Malcolm, a friendly chartered accountant who helps with our books, recently emailed our treasurer his opinions on Gnucash, the personal and small-business financial-accounting software that runs on GNU/Linux, BSD, Solaris, Mac OS X and that other unspoken OS from Redmond. His words are reproduced below:

Couldn’t resist the lure of FREE* software, so downloaded it and imported a Quicken file into it. It worked pretty well, not 100%, but with a bit of practice it shouldn’t be too hard to work out why some transactions drop out. It certainly looked good and was easy to use.

If you were starting from a blank page, mapping errors wouldn’t be a problem of course, but it might take several trials to finally make sure that all data get mapped from an Intuit file to a Gnu file. More practically, you could import the chart of accounts, but lose all the history and just start with the prior period’s closing balances carried forward.

● Task details
For each statement about the Gnucash text, say yes or no, and quote the exact words from the text that settle it. (a) The import of the Quicken file worked completely. (b) Malcolm is a chartered accountant. (c) Someone starting from a blank page would face mapping errors. The items have nothing to do with this passage or the task about it.

● Data shown

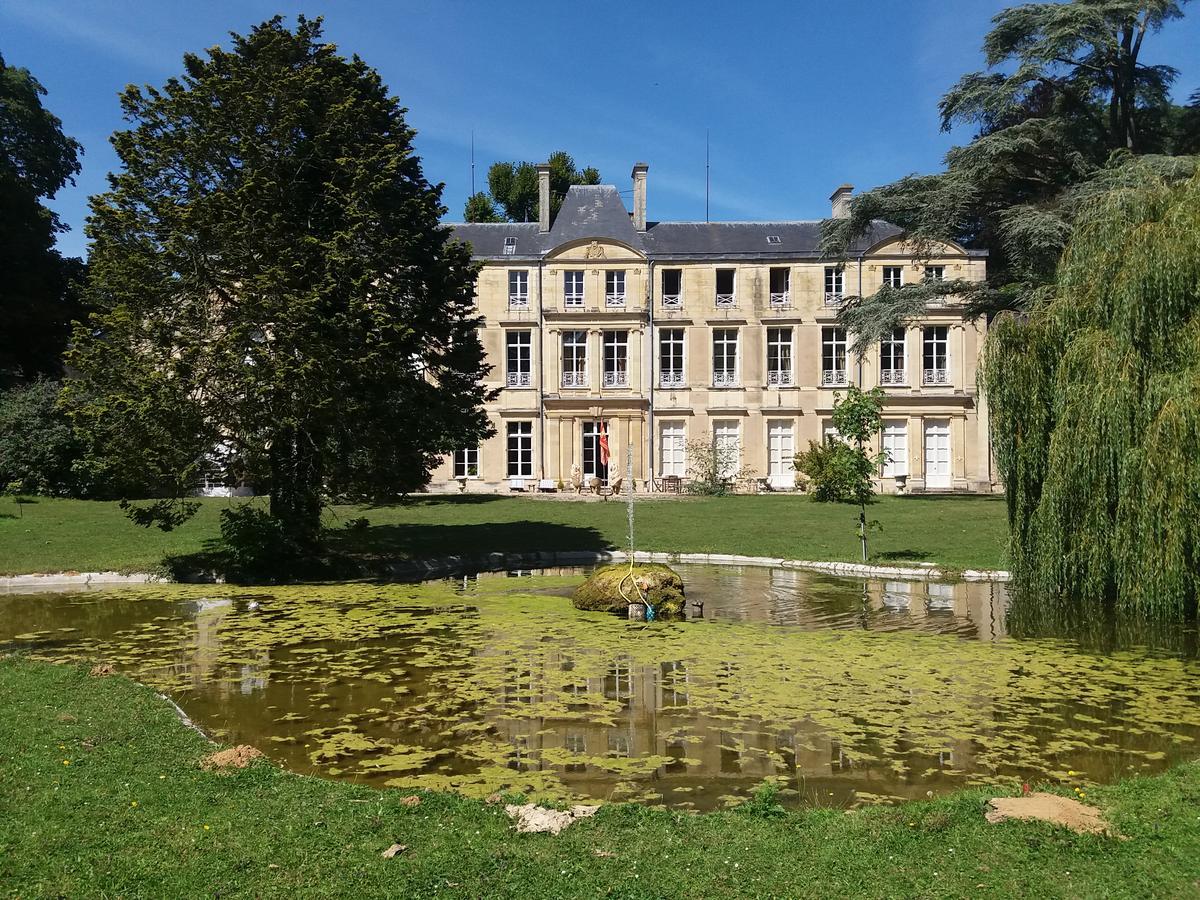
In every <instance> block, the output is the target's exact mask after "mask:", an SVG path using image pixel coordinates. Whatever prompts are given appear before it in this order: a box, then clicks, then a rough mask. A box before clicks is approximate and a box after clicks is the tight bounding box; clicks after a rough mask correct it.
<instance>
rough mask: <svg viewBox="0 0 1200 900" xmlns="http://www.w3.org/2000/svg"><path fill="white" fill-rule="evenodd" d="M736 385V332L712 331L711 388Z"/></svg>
mask: <svg viewBox="0 0 1200 900" xmlns="http://www.w3.org/2000/svg"><path fill="white" fill-rule="evenodd" d="M737 383H738V330H737V329H736V328H714V329H713V386H715V388H727V386H730V385H733V384H737Z"/></svg>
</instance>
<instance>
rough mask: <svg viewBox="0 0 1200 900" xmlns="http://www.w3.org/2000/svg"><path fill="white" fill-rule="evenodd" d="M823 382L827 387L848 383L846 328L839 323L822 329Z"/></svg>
mask: <svg viewBox="0 0 1200 900" xmlns="http://www.w3.org/2000/svg"><path fill="white" fill-rule="evenodd" d="M821 384H822V386H826V388H841V386H844V385H845V384H846V329H844V328H841V326H839V325H827V326H826V328H823V329H821Z"/></svg>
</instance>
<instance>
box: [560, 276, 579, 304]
mask: <svg viewBox="0 0 1200 900" xmlns="http://www.w3.org/2000/svg"><path fill="white" fill-rule="evenodd" d="M563 305H564V306H583V272H582V271H580V270H575V271H565V272H563Z"/></svg>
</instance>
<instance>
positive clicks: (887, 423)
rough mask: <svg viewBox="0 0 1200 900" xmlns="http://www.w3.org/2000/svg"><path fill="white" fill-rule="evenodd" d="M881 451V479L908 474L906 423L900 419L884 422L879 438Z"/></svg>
mask: <svg viewBox="0 0 1200 900" xmlns="http://www.w3.org/2000/svg"><path fill="white" fill-rule="evenodd" d="M880 449H881V450H883V468H882V475H883V478H895V476H896V475H907V474H908V422H906V421H904V420H902V419H898V420H895V421H884V422H883V431H882V432H881V437H880Z"/></svg>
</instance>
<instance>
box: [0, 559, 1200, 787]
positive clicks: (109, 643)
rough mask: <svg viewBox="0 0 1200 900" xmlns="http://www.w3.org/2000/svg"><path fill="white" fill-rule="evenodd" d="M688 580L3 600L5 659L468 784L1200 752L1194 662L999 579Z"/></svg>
mask: <svg viewBox="0 0 1200 900" xmlns="http://www.w3.org/2000/svg"><path fill="white" fill-rule="evenodd" d="M679 570H680V574H682V575H683V577H684V581H685V583H686V586H688V598H689V607H690V608H689V612H690V616H691V617H692V620H691V622H688V623H670V624H664V623H655V624H652V625H644V624H640V623H628V622H623V620H620V619H619V618H617V617H612V616H605V614H601V613H582V612H578V611H576V610H574V608H572V607H571V606H570V602H569V601H568V600H566V599H565V596H566V595H569V594H570V592H571V590H572V589H574V587H575V586H576V584H577V583H578V582H580V580H581V577H582V575H581V574H580V572H578V571H569V570H558V571H553V572H541V574H510V575H505V574H500V575H480V576H469V577H466V578H454V580H448V581H443V582H430V583H425V584H388V586H370V584H352V586H346V584H342V586H296V587H284V588H234V587H216V586H156V587H150V588H139V589H122V590H119V592H108V593H74V594H55V595H36V596H22V595H8V596H0V649H4V648H13V647H18V648H23V649H29V650H30V652H32V653H34V654H36V655H41V656H47V658H52V659H71V658H83V656H86V658H98V659H104V660H108V661H112V662H114V664H115V665H116V666H118V667H119V668H120V670H121V671H122V672H125V673H128V674H131V676H132V677H134V678H138V679H140V680H144V682H146V683H149V684H154V685H156V686H160V688H162V689H166V690H169V691H170V692H172V695H173V696H174V697H175V698H176V700H178V701H179V702H180V704H181V706H182V707H184V709H185V710H186V712H187V713H188V714H190V715H191V716H192V718H193V719H196V720H197V721H198V722H199V724H200V725H202V727H205V728H206V730H209V731H211V732H215V733H217V734H220V736H221V737H222V738H224V739H228V740H232V742H238V743H250V744H254V745H257V746H259V748H262V749H263V750H264V751H265V752H266V754H268V755H269V756H271V757H272V758H275V760H276V761H278V762H280V763H282V764H286V766H288V767H290V768H293V769H296V770H301V772H311V773H316V774H322V775H328V776H334V778H347V779H353V780H355V781H366V782H370V784H377V785H398V786H406V787H430V788H454V790H458V791H463V792H466V793H473V794H488V793H492V792H493V791H522V792H526V793H528V794H530V796H534V797H538V798H542V799H568V798H595V799H637V800H642V802H649V803H664V804H667V805H673V806H683V808H697V809H708V808H713V806H716V805H720V804H722V803H727V802H730V800H732V799H734V798H737V797H740V796H745V794H746V793H748V792H749V791H751V790H752V788H754V786H756V785H757V784H760V782H762V781H763V780H764V779H775V780H778V781H779V782H780V786H781V787H782V788H784V791H785V798H791V800H792V802H794V803H816V804H823V805H851V804H856V803H870V802H880V800H886V799H890V798H907V797H923V796H924V794H925V792H926V791H934V792H942V791H947V790H952V788H954V787H958V786H961V785H964V784H973V782H980V781H995V780H1000V779H1004V778H1012V776H1015V778H1020V779H1025V780H1030V779H1039V778H1067V772H1068V770H1070V769H1074V770H1076V772H1080V773H1084V775H1085V776H1087V778H1090V779H1092V780H1110V779H1112V778H1116V776H1118V775H1122V774H1127V773H1130V772H1151V770H1158V769H1162V768H1164V767H1166V766H1169V764H1170V763H1172V762H1175V761H1177V760H1181V758H1186V757H1188V756H1193V755H1198V752H1196V751H1195V750H1194V748H1195V740H1196V738H1198V737H1200V706H1198V703H1196V701H1198V700H1200V688H1198V684H1200V683H1198V680H1196V676H1198V674H1200V664H1198V661H1196V660H1195V659H1193V658H1190V656H1184V655H1182V654H1175V655H1172V654H1168V653H1152V652H1148V650H1146V649H1139V648H1136V647H1134V646H1132V644H1130V646H1127V647H1118V648H1114V649H1111V650H1110V652H1108V653H1103V654H1102V653H1097V652H1092V650H1087V649H1084V648H1081V647H1079V646H1078V644H1076V643H1074V642H1070V641H1064V640H1061V638H1022V640H1014V638H1013V637H1009V636H1007V635H1006V632H1004V625H1003V622H1004V617H1003V611H1004V605H1006V602H1007V598H1006V592H1004V588H1003V587H1002V586H997V584H990V583H960V584H935V583H922V582H878V581H864V580H851V578H836V577H830V576H821V575H812V574H808V572H802V571H796V570H782V569H755V568H738V566H728V568H701V566H679ZM1073 780H1078V779H1073Z"/></svg>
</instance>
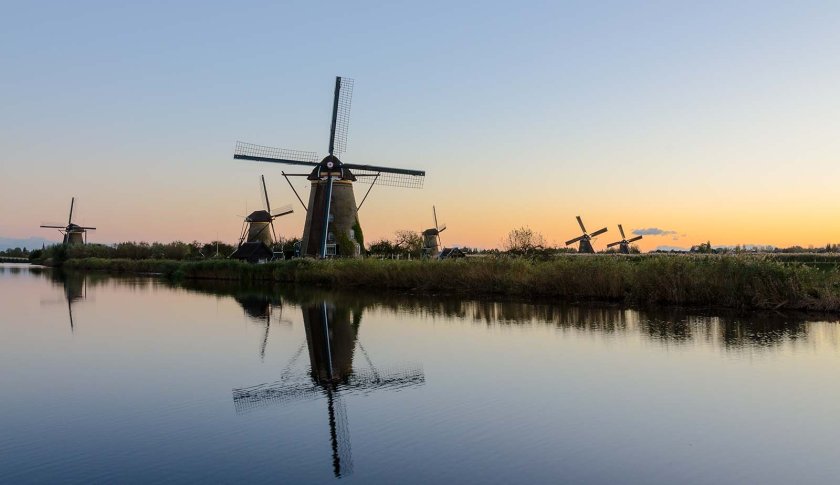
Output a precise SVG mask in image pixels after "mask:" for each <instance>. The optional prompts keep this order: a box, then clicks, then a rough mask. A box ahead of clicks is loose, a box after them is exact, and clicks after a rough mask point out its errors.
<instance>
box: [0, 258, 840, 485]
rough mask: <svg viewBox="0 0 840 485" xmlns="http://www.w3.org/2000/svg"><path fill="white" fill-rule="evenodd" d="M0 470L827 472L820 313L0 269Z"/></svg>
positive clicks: (240, 480) (493, 472)
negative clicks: (501, 297)
mask: <svg viewBox="0 0 840 485" xmlns="http://www.w3.org/2000/svg"><path fill="white" fill-rule="evenodd" d="M0 309H2V313H1V314H2V316H0V369H2V372H0V393H2V394H0V482H12V483H17V482H42V483H46V482H49V483H55V482H76V483H90V482H120V483H125V482H149V481H156V482H166V481H171V482H186V481H191V482H197V481H210V482H233V481H248V482H281V483H328V482H333V481H335V480H337V479H340V480H342V481H345V482H346V481H349V482H358V483H429V482H433V481H434V482H441V481H446V482H458V483H513V482H519V483H521V482H540V483H563V482H569V483H714V484H719V483H792V482H796V483H837V482H838V481H840V439H839V438H838V433H840V384H838V378H837V375H838V369H840V325H838V323H837V322H835V321H808V320H804V319H801V318H799V317H792V316H784V315H764V316H760V317H758V316H756V317H754V318H752V319H745V318H743V317H710V316H699V315H696V314H685V313H680V312H677V311H663V312H637V311H632V310H623V309H613V308H607V309H605V308H595V307H591V308H590V307H571V306H551V305H529V304H521V303H491V302H471V301H458V300H450V299H440V298H438V299H435V298H425V299H409V298H396V299H395V298H393V297H392V298H384V297H382V298H378V297H376V296H373V295H368V296H358V295H354V294H346V293H345V294H335V293H327V292H319V291H303V290H300V289H298V290H294V289H283V288H274V289H267V288H243V287H237V286H230V285H211V284H203V285H198V284H191V285H189V286H186V287H173V286H171V285H169V284H167V283H165V282H162V281H158V280H155V279H114V278H107V277H103V276H99V275H89V276H83V275H67V276H60V275H56V274H53V273H51V272H50V271H37V270H30V269H27V268H26V267H15V266H13V265H4V266H2V267H0Z"/></svg>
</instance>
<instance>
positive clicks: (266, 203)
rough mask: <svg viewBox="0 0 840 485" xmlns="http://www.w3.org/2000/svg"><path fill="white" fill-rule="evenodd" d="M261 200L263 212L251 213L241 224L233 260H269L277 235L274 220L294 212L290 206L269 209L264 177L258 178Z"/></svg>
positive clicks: (283, 206) (269, 207)
mask: <svg viewBox="0 0 840 485" xmlns="http://www.w3.org/2000/svg"><path fill="white" fill-rule="evenodd" d="M260 181H261V182H262V184H261V192H262V194H261V195H262V199H263V201H264V202H265V209H264V210H257V211H254V212H251V213H250V214H249V215H248V216H247V217H245V221H244V222H243V223H242V234H241V235H240V236H239V244H238V246H237V249H236V251H234V253H233V254H231V255H230V257H231V258H233V259H243V260H247V261H252V262H256V261H260V260H264V259H269V258H270V257H271V256H272V254H273V253H272V250H271V247H272V246H273V245H274V243H275V242H276V241H277V233H276V232H275V230H274V219H277V218H278V217H282V216H285V215H288V214H291V213H292V212H294V210H293V209H292V206H291V205H286V206H283V207H281V208H280V209H276V210H273V211H272V209H271V203H270V202H269V201H268V190H267V189H266V186H265V176H264V175H261V176H260ZM269 229H270V230H269Z"/></svg>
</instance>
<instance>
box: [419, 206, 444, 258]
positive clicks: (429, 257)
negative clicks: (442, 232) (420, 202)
mask: <svg viewBox="0 0 840 485" xmlns="http://www.w3.org/2000/svg"><path fill="white" fill-rule="evenodd" d="M432 217H434V220H435V227H430V228H429V229H426V230H425V231H423V256H425V257H427V258H436V257H438V255H439V254H440V249H441V247H442V246H443V244H441V242H440V233H442V232H443V231H445V230H446V224H442V225H438V223H437V211H436V210H435V206H432Z"/></svg>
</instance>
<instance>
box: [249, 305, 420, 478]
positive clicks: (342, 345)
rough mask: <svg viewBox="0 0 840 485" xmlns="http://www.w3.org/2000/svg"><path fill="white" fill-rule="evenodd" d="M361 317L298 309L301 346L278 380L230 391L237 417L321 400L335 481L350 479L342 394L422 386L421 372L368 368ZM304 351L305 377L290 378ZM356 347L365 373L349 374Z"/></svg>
mask: <svg viewBox="0 0 840 485" xmlns="http://www.w3.org/2000/svg"><path fill="white" fill-rule="evenodd" d="M361 317H362V311H361V309H359V308H355V309H351V308H350V307H346V306H337V305H334V304H331V303H328V302H326V301H323V302H320V303H316V304H309V305H305V306H304V307H303V322H304V327H305V329H306V343H305V344H304V345H301V346H300V348H299V349H298V351H297V352H296V353H295V354H294V355H293V356H292V358H291V359H290V361H289V362H288V364H287V365H286V368H285V369H284V370H283V371H282V373H281V375H280V380H279V381H277V382H274V383H270V384H262V385H258V386H253V387H247V388H240V389H234V390H233V403H234V408H235V409H236V412H237V413H242V412H247V411H249V410H251V409H254V408H256V407H260V406H264V405H267V404H272V403H284V402H289V401H298V400H305V399H318V398H321V397H325V398H326V401H327V417H328V423H329V429H330V444H331V447H332V463H333V473H334V474H335V476H336V477H341V476H345V475H348V474H350V473H352V471H353V457H352V453H351V449H350V430H349V427H348V424H347V409H346V406H345V404H344V401H343V399H342V394H345V393H352V392H354V391H362V392H369V391H373V390H383V389H401V388H405V387H412V386H417V385H421V384H423V383H424V382H425V375H424V374H423V370H422V369H420V368H418V367H410V366H407V367H403V368H398V369H388V370H382V369H377V367H376V366H374V365H373V362H372V360H371V359H370V356H369V355H368V353H367V351H366V350H365V348H364V346H362V344H361V342H359V341H358V338H357V337H358V332H359V325H360V323H361ZM304 346H305V347H307V348H308V350H309V363H310V372H309V376H304V378H303V379H302V378H301V376H299V375H295V374H294V373H292V372H290V369H291V367H292V366H293V365H294V364H295V362H296V360H297V359H298V358H299V356H300V355H301V354H302V353H303V349H304ZM356 347H359V349H360V350H361V352H362V354H363V355H364V358H365V361H366V364H367V368H366V369H365V368H360V369H355V368H354V367H353V357H354V353H355V349H356Z"/></svg>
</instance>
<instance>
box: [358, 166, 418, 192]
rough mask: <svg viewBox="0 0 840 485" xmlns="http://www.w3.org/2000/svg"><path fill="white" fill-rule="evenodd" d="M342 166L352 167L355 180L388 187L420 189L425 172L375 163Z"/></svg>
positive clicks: (359, 181) (411, 188)
mask: <svg viewBox="0 0 840 485" xmlns="http://www.w3.org/2000/svg"><path fill="white" fill-rule="evenodd" d="M343 166H344V168H349V169H352V171H353V175H355V176H356V177H358V179H357V180H356V181H357V182H362V183H365V184H372V183H374V182H376V184H377V185H385V186H388V187H404V188H409V189H422V188H423V181H424V180H425V177H426V172H425V171H423V170H406V169H401V168H390V167H378V166H375V165H360V164H355V163H345V164H343Z"/></svg>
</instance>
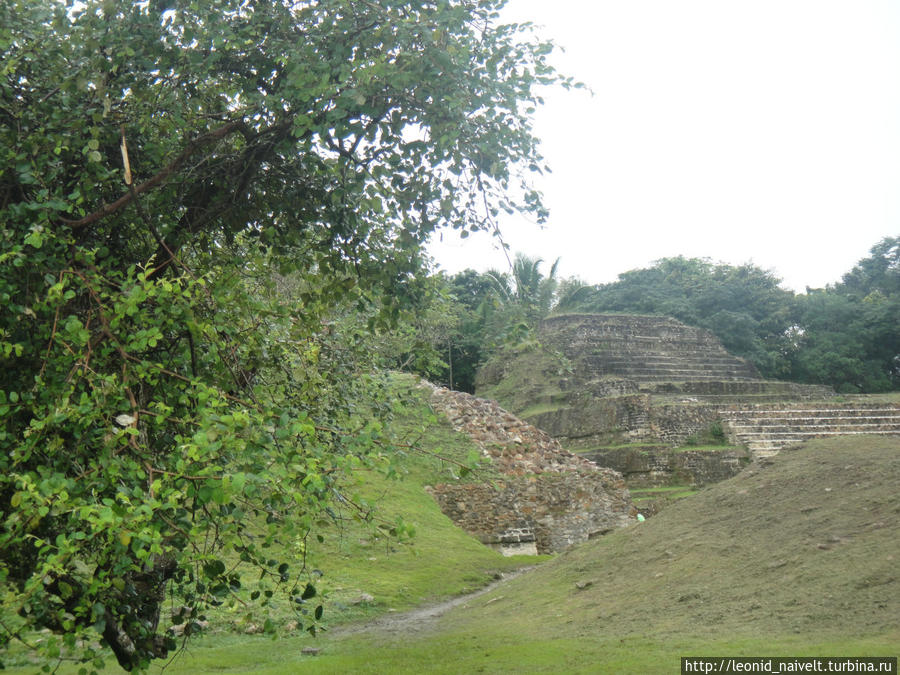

● Answer area
(a) No: "It worked pretty well, not 100%"
(b) Yes: "a friendly chartered accountant who helps with our books"
(c) No: "If you were starting from a blank page, mapping errors wouldn’t be a problem of course"